### [Required work]
Exclude all pictures, then restate the entries below word for word.

### [Dataset records]
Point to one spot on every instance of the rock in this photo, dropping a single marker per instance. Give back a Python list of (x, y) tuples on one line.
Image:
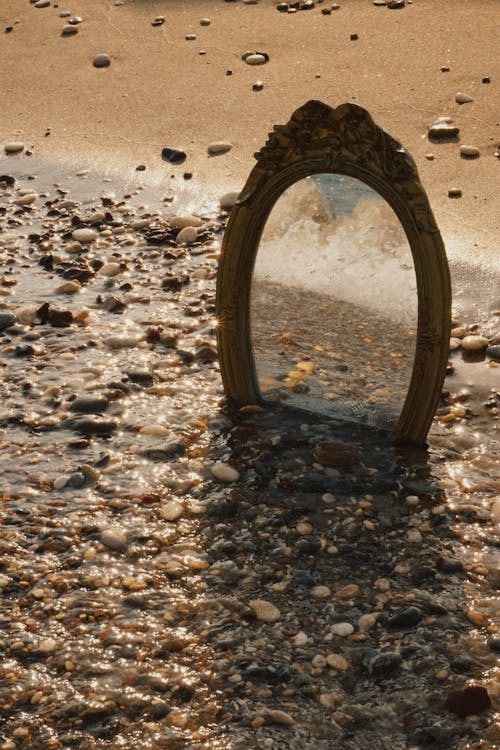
[(85, 235), (335, 454), (173, 155), (6, 320), (101, 61), (474, 343), (26, 200), (219, 147), (224, 472), (89, 404), (264, 610), (470, 152), (338, 662), (493, 352), (155, 430), (405, 618), (280, 717), (228, 200), (13, 147), (442, 129), (255, 58), (114, 538), (187, 236), (171, 511), (468, 701)]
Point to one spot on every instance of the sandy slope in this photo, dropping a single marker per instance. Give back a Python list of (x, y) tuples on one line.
[(159, 89)]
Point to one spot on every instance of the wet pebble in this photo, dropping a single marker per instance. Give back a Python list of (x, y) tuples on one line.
[(101, 60), (113, 537)]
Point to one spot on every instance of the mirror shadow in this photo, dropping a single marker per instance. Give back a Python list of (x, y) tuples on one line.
[(334, 303)]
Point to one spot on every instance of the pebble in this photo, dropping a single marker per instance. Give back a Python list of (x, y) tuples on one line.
[(470, 152), (255, 58), (281, 717), (216, 148), (85, 235), (462, 98), (264, 610), (172, 511), (114, 538), (338, 662), (101, 61), (343, 629), (468, 701), (442, 129), (474, 343), (13, 147), (407, 617), (228, 200), (173, 155), (187, 236), (224, 472), (26, 200)]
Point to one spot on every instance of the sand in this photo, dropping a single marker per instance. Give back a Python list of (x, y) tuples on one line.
[(161, 91)]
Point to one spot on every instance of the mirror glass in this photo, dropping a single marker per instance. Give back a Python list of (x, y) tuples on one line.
[(334, 302)]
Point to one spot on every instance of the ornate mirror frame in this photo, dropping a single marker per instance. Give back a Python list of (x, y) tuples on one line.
[(346, 141)]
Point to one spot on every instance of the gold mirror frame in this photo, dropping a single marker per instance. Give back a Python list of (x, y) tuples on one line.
[(344, 140)]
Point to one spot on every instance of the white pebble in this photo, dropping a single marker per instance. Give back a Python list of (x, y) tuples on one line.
[(114, 538), (171, 511), (85, 234), (224, 472), (342, 628), (187, 236)]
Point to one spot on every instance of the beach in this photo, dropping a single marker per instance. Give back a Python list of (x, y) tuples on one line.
[(175, 574)]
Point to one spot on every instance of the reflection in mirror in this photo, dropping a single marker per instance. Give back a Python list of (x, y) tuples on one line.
[(334, 302)]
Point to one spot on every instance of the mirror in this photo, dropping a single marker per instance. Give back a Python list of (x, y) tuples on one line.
[(323, 335), (333, 288)]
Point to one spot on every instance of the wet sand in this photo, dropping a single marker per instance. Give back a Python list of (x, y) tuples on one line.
[(171, 577)]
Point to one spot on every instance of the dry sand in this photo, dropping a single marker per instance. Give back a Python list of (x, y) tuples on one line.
[(161, 91)]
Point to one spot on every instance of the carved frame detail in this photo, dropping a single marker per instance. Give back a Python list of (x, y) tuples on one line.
[(344, 140)]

### [Response to this exercise]
Point to one spot on every instance of the rock in this photo, dropping a single marker per instance. Give back a Python list of (x, y) tuples on one line.
Image:
[(85, 235), (335, 454), (173, 155), (6, 320), (101, 61), (474, 343), (26, 200), (219, 147), (224, 472), (89, 404), (264, 610), (470, 152), (338, 662), (493, 352), (155, 430), (405, 618), (280, 717), (228, 200), (13, 147), (442, 129), (255, 58), (114, 538), (187, 236), (171, 511), (468, 701)]
Point to one spot on every instance of the sandy slope in this photo, dropping a single marker per instance. Give back a Python list of (x, y) tuples on one line.
[(159, 89)]
Point to one spot on every instance of the wet pebble in this photo, dropping a single marker per instance. Give back a Python list of (x, y) tuples on one line.
[(101, 60), (113, 537)]
Point to one spot on every instance of the mirror shadow in this photo, dropping a single marker per instance. Give back a Python list of (x, y) tuples on one line.
[(334, 303)]
Point to one spot on every instance of the pebble in this photo, dropping a single marker per instance. Give back a Python list of (x, y) tuples on one line.
[(470, 152), (255, 58), (281, 717), (216, 148), (85, 235), (462, 98), (264, 610), (172, 511), (114, 538), (338, 662), (101, 61), (343, 629), (468, 701), (442, 129), (474, 343), (13, 147), (407, 617), (228, 200), (173, 155), (187, 236), (224, 472), (26, 200)]
Point to one spot on every instance of the sand in this photo, dropping a single marker per instance. Give back a Python list of (x, y) tuples on one line.
[(161, 91)]
Point to one spot on every instance of the mirror glass in this photo, dropping a single marker per instance. Give back a Python list of (x, y) tuples on one line.
[(334, 302)]
Point to one spot on every instance of the ornate mirror frame in this photo, dropping a single marker per instance. Give back a Python list of (x, y) tuples on one line.
[(346, 141)]
Point to one spot on every instance of the gold mirror frame in this photo, dropping a single marker per instance. Give back a Python list of (x, y) tuples on one line.
[(344, 140)]
Point to one spot on every instance of the white pebble in this photo, dropping a single marker per instance. Give back a Python list of (x, y) tuples on one line.
[(114, 538), (171, 511), (85, 234), (224, 472), (342, 628), (187, 236)]
Point to one spot on every instance of the beach in this photo, dropping a single marker per instance. Give back a Python list of (x, y) tuples on one line.
[(175, 574)]
Point to one spot on every instance of the reflection in mirror in this photo, dropping a single marker per instance. Give back a Python list of (x, y) tuples on one line.
[(334, 302)]
Point to one spot on every instance of the mirror in this photo, dropping a single marker per instance. Give back a Python list of (x, y) tuples on one line.
[(323, 335), (333, 288)]
Point to one spot on every instance of the wet sand in this photo, dropping a single marker per instance. Give back a Python list of (x, y) tuples on one line.
[(171, 577)]
Point to one spot on every instance of the dry sand in this photo, dropping a single marker per instance. Give back a Python list of (x, y) tuples on one line.
[(161, 91)]
Point to one spot on every instance of the carved frame detail in this photo, dropping a single marker per instance. Give back a Python list of (x, y) tuples on one line.
[(344, 140)]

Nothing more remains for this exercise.